TEXTAUSZUG:
══════════
Clarke: Das kommt auf die Definition von Cyberkrieg an. Wenn man Cyberspionage miteinbezieht, dann wäre die Antwort ganz klar ja. Jeden Tag hacken sich Länder in die Netze anderer Staaten und vor allem auch in Netzwerke von Unternehmen dieser Staaten.

STANDARD: Das Problem bei der Definition ist, dass Krieg als Konflikt zwischen Staaten im Netz kaum noch gegeben ist. Beispiel: der Angriff mit dem Computerwurm Stuxnet auf iranische Atomanlagen vergangenen Sommer. Ist schon geklärt, wer dahintersteckt?

Clarke: Nein. Die wahrscheinlichen Angreifer waren entweder Israel oder die USA. Aber dennoch ist es ziemlich klar, dass ein Nationalstaat hinter der Attacke stand. Sie war sehr anspruchsvoll, das hätte eine Gruppe von Einzelpersonen nicht leisten können.

STANDARD: Viele Experten sehen in der Cyberkriegsführung einen ähnlichen militärischen Paradigmenwechsel wie jenen, der in den 1940er-Jahren mit der Einführung von Nuklearwaffen erfolgte. Was ist der größte Unterschied zwischen diesen beiden Waffengattungen?

Clarke: Trivial gesagt: Nuklearwaffen töten Menschen, Cyberwaffen nicht. Was die militärische Strategie für den Einsatz betrifft, gibt es einige Unterschiede: Im Cyberkrieg können Sie nie sicher sein, wer Sie angegriffen hat. Das Problem der Attribution von Angriffen tritt auf, weil Staaten vorgeben können, dass jemand anderer die Attacke ausgeführt hat.
══════════
DEINE AUFGABE: Schreibe aus dem Interview über Cyberkrieg den Abschnitt zwischen „STANDARD: Das Problem“ und „diesen beiden Waffengattungen?“ wortgetreu ab, beide Stellen eingeschlossen.

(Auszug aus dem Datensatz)
══════════
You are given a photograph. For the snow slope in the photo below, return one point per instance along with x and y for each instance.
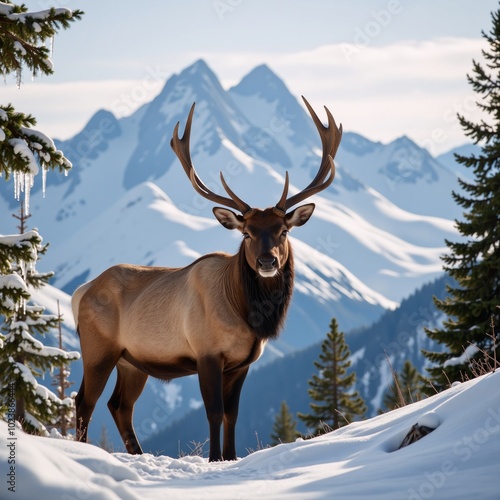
(459, 459)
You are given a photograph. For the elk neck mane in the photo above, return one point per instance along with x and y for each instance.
(266, 300)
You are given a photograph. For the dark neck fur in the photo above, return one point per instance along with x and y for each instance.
(267, 299)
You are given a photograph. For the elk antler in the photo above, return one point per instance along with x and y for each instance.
(181, 149)
(330, 140)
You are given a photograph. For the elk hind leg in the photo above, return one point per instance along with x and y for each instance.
(95, 376)
(130, 382)
(210, 378)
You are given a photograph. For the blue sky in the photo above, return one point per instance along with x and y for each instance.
(386, 68)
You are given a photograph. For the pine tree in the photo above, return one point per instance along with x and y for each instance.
(23, 151)
(23, 358)
(334, 402)
(285, 427)
(474, 262)
(66, 417)
(23, 36)
(407, 388)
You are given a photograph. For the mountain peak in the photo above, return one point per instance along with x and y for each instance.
(263, 82)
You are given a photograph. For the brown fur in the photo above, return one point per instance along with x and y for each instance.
(216, 313)
(212, 317)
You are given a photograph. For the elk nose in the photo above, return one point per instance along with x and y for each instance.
(267, 262)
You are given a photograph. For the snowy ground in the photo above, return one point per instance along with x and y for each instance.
(460, 459)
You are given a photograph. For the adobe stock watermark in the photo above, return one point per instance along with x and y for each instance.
(224, 7)
(365, 34)
(11, 443)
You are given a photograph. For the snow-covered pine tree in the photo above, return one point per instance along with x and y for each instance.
(408, 387)
(471, 308)
(23, 39)
(23, 358)
(66, 416)
(285, 427)
(335, 403)
(23, 151)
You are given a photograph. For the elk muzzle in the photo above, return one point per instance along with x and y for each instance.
(267, 265)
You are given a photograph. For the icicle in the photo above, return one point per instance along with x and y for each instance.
(16, 184)
(22, 267)
(28, 184)
(44, 180)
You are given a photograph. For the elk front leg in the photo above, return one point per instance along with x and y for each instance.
(233, 382)
(130, 383)
(210, 378)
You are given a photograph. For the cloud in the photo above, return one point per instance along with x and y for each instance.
(405, 88)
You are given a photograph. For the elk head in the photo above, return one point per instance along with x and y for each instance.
(265, 232)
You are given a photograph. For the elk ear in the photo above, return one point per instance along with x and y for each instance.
(228, 218)
(300, 215)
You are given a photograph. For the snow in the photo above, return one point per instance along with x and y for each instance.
(459, 459)
(13, 281)
(465, 357)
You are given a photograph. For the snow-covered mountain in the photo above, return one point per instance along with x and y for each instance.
(376, 235)
(381, 226)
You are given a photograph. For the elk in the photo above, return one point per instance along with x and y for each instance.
(212, 317)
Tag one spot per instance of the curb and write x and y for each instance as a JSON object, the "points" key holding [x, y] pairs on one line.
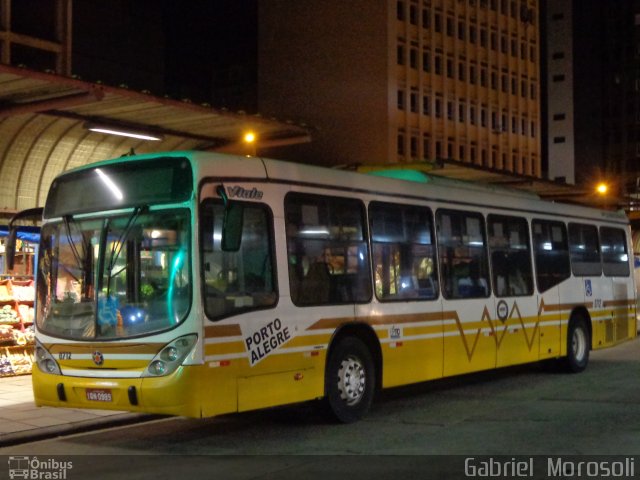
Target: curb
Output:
{"points": [[37, 434]]}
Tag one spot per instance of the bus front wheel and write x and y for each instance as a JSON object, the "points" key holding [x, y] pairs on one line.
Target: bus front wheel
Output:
{"points": [[350, 380], [578, 345]]}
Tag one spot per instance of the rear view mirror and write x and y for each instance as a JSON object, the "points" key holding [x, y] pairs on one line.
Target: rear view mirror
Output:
{"points": [[232, 222], [10, 246], [232, 227]]}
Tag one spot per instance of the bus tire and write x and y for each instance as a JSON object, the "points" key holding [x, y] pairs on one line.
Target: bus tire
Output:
{"points": [[349, 380], [578, 345]]}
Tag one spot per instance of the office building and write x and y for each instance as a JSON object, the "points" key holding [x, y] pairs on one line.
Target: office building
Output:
{"points": [[406, 80]]}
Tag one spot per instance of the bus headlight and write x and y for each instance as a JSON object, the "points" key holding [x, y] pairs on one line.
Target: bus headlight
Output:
{"points": [[45, 361], [171, 356]]}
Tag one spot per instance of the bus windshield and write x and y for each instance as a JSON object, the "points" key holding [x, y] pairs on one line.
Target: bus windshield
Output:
{"points": [[114, 277]]}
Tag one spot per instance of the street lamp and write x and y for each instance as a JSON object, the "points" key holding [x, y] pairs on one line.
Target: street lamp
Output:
{"points": [[249, 139], [602, 188]]}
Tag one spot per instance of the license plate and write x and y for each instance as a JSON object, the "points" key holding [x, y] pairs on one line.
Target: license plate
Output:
{"points": [[99, 395]]}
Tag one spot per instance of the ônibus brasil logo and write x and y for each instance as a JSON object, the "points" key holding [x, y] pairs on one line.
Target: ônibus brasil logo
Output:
{"points": [[36, 469]]}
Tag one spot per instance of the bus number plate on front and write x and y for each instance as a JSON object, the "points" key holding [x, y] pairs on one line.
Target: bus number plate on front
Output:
{"points": [[98, 395]]}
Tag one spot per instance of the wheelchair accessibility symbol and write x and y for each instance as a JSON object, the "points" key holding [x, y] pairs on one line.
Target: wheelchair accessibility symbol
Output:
{"points": [[588, 291]]}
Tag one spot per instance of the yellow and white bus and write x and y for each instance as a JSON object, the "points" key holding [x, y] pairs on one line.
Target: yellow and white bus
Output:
{"points": [[197, 284]]}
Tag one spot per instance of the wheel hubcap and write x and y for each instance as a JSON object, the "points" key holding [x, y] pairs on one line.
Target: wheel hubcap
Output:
{"points": [[351, 380]]}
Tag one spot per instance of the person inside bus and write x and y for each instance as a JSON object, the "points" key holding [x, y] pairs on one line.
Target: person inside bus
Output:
{"points": [[474, 285]]}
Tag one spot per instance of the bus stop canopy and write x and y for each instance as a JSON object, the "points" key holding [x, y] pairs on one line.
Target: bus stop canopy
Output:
{"points": [[45, 122]]}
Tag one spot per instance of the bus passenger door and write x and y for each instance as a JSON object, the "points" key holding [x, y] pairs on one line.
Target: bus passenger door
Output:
{"points": [[553, 280], [516, 321], [469, 343]]}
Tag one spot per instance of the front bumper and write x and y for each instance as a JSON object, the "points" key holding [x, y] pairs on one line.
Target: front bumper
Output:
{"points": [[175, 394]]}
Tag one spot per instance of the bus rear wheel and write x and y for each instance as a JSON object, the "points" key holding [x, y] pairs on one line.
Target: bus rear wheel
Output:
{"points": [[578, 345], [350, 380]]}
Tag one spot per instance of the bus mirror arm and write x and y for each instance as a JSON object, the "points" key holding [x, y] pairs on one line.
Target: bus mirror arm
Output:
{"points": [[232, 222], [10, 246]]}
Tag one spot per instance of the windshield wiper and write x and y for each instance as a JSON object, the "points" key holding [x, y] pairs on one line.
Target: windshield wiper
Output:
{"points": [[117, 247], [67, 219]]}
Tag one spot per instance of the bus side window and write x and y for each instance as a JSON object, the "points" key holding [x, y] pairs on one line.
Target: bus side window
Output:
{"points": [[615, 258], [326, 250], [551, 253], [510, 256], [242, 280], [463, 254], [404, 258]]}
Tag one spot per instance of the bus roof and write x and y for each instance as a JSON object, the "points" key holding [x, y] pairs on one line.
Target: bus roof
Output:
{"points": [[389, 182]]}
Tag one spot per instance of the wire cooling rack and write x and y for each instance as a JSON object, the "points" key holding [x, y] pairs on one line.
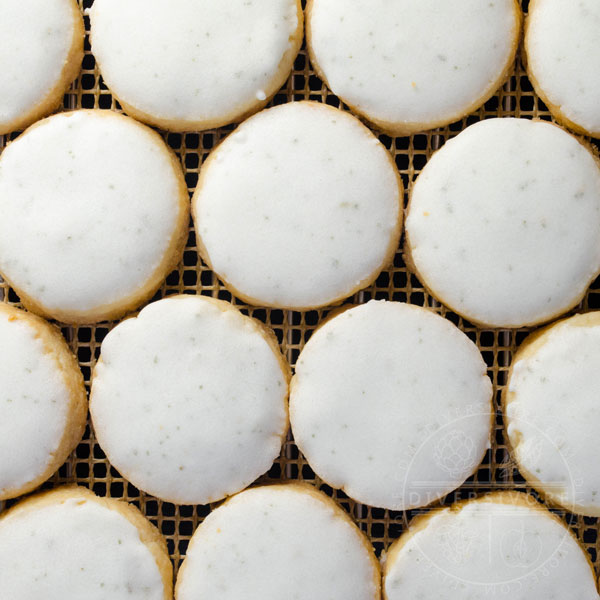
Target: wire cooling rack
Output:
{"points": [[88, 466]]}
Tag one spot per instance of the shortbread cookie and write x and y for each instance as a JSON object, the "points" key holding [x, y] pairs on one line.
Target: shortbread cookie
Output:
{"points": [[195, 64], [562, 42], [43, 404], [551, 412], [206, 390], [503, 224], [94, 215], [299, 207], [391, 403], [411, 65], [68, 544], [41, 49], [279, 541], [504, 545]]}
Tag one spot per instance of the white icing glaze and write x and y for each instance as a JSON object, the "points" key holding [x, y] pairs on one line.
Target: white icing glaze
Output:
{"points": [[35, 38], [391, 402], [552, 411], [504, 222], [189, 400], [298, 207], [89, 203], [34, 403], [193, 60], [276, 542], [563, 55], [72, 550], [490, 550], [413, 61]]}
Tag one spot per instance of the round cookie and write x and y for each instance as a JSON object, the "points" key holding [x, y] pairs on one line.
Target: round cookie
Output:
{"points": [[41, 49], [300, 207], [189, 399], [502, 545], [95, 213], [279, 541], [551, 412], [43, 404], [391, 403], [562, 45], [195, 64], [412, 65], [503, 224], [69, 544]]}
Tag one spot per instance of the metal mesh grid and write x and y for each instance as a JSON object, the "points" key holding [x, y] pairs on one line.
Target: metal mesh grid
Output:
{"points": [[88, 466]]}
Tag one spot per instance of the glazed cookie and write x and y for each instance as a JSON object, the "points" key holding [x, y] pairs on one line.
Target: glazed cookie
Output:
{"points": [[195, 64], [41, 49], [503, 224], [412, 65], [503, 545], [279, 541], [43, 404], [551, 412], [298, 208], [562, 43], [205, 387], [391, 403], [94, 215], [68, 544]]}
══════════
LÖSUNG:
STANDARD: Das Problem bei der Definition ist, dass Krieg als Konflikt zwischen Staaten im Netz kaum noch gegeben ist. Beispiel: der Angriff mit dem Computerwurm Stuxnet auf iranische Atomanlagen vergangenen Sommer. Ist schon geklärt, wer dahintersteckt?

Clarke: Nein. Die wahrscheinlichen Angreifer waren entweder Israel oder die USA. Aber dennoch ist es ziemlich klar, dass ein Nationalstaat hinter der Attacke stand. Sie war sehr anspruchsvoll, das hätte eine Gruppe von Einzelpersonen nicht leisten können.

STANDARD: Viele Experten sehen in der Cyberkriegsführung einen ähnlichen militärischen Paradigmenwechsel wie jenen, der in den 1940er-Jahren mit der Einführung von Nuklearwaffen erfolgte. Was ist der größte Unterschied zwischen diesen beiden Waffengattungen?